Exercise details. Could you reproduce the lines below from the one with "x=83, y=204" through the one with "Wanted = one point per instance on the reins"? Keep both ends and add nothing.

Material shown.
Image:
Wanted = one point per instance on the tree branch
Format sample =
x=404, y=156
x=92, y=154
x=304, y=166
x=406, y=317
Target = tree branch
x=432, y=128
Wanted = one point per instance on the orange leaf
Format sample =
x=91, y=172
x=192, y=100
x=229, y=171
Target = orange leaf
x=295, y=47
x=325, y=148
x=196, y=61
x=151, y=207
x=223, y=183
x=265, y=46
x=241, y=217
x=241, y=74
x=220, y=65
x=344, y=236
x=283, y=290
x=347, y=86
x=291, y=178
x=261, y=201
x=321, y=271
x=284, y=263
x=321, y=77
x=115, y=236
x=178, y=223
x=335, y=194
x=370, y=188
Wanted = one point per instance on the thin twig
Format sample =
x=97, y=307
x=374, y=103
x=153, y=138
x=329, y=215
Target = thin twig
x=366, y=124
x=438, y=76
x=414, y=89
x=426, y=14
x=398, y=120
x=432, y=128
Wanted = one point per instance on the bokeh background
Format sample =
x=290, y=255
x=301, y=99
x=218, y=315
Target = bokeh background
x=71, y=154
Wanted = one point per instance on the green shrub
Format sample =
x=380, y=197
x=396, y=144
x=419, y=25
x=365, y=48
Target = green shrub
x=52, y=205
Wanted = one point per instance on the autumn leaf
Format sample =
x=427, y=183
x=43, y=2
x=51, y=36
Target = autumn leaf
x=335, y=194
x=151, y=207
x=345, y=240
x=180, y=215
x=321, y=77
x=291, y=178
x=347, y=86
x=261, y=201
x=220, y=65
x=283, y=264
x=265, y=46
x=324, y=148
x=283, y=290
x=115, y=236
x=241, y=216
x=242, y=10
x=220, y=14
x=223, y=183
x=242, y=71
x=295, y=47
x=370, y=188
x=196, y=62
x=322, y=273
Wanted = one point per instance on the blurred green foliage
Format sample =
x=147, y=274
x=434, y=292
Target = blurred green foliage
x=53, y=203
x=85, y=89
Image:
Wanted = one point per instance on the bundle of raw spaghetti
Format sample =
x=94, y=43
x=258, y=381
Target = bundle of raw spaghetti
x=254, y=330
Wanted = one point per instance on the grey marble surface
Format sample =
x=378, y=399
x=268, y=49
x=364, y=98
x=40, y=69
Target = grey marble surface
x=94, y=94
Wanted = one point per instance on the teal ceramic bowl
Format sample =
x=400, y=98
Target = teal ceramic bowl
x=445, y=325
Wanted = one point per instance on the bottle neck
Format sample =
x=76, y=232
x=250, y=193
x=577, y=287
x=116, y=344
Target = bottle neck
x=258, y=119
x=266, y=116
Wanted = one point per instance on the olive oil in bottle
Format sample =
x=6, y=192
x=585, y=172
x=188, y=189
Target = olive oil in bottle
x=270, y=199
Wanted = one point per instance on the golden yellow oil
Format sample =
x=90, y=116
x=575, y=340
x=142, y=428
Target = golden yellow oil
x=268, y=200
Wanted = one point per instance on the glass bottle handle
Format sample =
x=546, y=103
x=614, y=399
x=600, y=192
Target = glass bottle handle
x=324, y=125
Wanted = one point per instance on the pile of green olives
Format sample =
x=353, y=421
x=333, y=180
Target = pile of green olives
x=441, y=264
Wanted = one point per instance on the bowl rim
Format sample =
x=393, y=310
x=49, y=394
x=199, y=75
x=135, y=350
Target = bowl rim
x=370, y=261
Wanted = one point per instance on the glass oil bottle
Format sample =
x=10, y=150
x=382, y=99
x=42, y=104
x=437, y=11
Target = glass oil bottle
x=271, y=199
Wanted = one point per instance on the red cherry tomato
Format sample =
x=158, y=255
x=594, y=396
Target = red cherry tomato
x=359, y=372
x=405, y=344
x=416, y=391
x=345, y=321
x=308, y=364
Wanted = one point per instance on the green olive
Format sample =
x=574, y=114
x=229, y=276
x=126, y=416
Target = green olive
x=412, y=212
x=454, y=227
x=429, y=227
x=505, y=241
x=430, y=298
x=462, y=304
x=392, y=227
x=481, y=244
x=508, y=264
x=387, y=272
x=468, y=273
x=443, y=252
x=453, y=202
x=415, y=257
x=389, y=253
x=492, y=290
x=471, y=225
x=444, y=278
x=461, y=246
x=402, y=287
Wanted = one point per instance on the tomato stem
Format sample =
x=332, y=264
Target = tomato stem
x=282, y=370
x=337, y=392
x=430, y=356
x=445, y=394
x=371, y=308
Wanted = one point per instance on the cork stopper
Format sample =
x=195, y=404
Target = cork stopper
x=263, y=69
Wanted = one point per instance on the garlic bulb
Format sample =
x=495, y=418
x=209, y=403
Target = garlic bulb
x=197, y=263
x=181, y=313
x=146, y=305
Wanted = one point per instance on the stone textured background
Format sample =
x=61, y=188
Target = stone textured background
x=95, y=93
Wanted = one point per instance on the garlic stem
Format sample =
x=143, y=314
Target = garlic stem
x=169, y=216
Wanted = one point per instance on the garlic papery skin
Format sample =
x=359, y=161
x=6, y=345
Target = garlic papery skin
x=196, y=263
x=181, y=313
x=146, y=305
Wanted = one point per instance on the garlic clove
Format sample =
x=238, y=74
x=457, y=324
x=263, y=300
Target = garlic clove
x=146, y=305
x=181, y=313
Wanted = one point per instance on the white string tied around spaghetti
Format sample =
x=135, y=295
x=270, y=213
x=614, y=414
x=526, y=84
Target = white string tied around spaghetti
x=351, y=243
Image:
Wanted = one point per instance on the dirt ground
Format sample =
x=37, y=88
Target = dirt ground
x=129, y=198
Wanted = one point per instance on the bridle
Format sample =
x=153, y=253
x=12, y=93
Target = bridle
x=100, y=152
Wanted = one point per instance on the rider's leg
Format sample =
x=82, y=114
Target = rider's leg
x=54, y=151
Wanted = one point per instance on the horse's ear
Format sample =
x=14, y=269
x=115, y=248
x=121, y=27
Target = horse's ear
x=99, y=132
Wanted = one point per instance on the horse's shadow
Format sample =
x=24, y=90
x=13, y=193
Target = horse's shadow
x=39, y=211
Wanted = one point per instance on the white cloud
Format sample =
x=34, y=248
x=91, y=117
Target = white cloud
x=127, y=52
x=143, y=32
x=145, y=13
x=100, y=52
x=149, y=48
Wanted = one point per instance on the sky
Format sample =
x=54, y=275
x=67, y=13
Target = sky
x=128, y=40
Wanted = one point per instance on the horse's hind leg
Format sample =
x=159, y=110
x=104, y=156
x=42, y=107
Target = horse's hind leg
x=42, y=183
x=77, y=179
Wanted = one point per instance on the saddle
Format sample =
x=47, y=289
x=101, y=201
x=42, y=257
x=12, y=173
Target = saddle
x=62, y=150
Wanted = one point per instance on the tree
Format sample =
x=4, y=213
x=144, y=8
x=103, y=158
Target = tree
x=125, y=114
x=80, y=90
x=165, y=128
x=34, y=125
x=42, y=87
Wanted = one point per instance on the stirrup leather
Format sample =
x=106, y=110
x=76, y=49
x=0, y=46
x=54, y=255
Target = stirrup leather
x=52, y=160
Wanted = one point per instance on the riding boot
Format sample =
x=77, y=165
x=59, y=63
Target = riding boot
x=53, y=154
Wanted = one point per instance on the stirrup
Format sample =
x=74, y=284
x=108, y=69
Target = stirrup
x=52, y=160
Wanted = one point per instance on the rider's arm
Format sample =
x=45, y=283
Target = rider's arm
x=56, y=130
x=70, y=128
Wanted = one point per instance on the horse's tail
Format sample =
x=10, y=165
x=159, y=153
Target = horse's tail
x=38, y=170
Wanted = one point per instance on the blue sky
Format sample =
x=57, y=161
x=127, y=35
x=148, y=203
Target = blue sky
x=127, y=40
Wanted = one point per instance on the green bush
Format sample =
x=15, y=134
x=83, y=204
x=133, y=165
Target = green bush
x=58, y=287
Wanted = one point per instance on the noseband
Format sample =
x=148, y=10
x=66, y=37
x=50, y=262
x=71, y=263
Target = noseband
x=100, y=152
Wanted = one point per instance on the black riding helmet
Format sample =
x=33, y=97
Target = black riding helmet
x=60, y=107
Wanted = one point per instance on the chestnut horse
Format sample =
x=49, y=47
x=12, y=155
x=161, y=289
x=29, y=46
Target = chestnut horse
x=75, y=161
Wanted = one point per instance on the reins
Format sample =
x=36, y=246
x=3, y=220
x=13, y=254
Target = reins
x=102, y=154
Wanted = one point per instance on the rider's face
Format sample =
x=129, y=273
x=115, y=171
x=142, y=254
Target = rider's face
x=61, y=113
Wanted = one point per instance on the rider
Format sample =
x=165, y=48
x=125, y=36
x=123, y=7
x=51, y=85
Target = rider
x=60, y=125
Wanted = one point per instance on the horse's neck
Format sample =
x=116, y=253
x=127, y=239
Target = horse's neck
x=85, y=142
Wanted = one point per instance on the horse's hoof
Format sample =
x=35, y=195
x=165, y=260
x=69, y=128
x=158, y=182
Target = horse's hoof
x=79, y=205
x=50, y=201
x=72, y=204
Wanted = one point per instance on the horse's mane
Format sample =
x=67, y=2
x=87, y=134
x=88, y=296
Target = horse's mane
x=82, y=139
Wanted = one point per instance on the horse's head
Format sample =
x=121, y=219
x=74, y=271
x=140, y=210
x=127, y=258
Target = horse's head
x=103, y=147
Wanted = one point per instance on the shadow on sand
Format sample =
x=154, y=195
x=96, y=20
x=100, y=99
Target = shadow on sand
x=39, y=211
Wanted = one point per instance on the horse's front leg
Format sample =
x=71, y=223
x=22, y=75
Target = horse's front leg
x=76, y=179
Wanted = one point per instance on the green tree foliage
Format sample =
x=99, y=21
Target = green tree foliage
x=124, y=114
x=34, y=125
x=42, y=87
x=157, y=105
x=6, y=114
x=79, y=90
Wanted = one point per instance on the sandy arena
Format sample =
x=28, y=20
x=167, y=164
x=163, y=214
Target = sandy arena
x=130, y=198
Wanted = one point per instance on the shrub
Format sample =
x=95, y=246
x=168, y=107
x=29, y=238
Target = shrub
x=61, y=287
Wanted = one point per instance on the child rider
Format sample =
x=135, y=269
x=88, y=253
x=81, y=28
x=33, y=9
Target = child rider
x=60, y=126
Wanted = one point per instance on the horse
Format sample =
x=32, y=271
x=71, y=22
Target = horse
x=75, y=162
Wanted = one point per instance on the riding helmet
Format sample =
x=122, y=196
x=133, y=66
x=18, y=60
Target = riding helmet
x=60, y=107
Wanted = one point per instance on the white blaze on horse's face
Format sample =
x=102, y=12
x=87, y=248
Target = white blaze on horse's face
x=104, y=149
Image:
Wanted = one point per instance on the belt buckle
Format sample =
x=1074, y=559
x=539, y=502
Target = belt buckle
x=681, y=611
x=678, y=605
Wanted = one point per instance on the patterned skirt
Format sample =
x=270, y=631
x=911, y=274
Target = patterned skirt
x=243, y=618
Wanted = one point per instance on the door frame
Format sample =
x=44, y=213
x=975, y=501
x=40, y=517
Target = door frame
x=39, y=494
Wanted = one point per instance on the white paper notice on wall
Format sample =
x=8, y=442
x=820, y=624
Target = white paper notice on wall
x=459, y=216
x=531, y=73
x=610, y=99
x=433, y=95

Completed task.
x=83, y=204
x=133, y=165
Target = green bush
x=58, y=287
Wanted = one point per instance on the noseband
Format sample =
x=148, y=10
x=66, y=37
x=50, y=262
x=71, y=263
Target = noseband
x=100, y=152
Wanted = one point per instance on the black riding helmet
Format sample =
x=33, y=97
Target = black riding helmet
x=60, y=107
Wanted = one point per instance on the chestnut horse
Format sample =
x=49, y=47
x=12, y=155
x=161, y=289
x=29, y=46
Target = chestnut horse
x=75, y=161
Wanted = one point per instance on the reins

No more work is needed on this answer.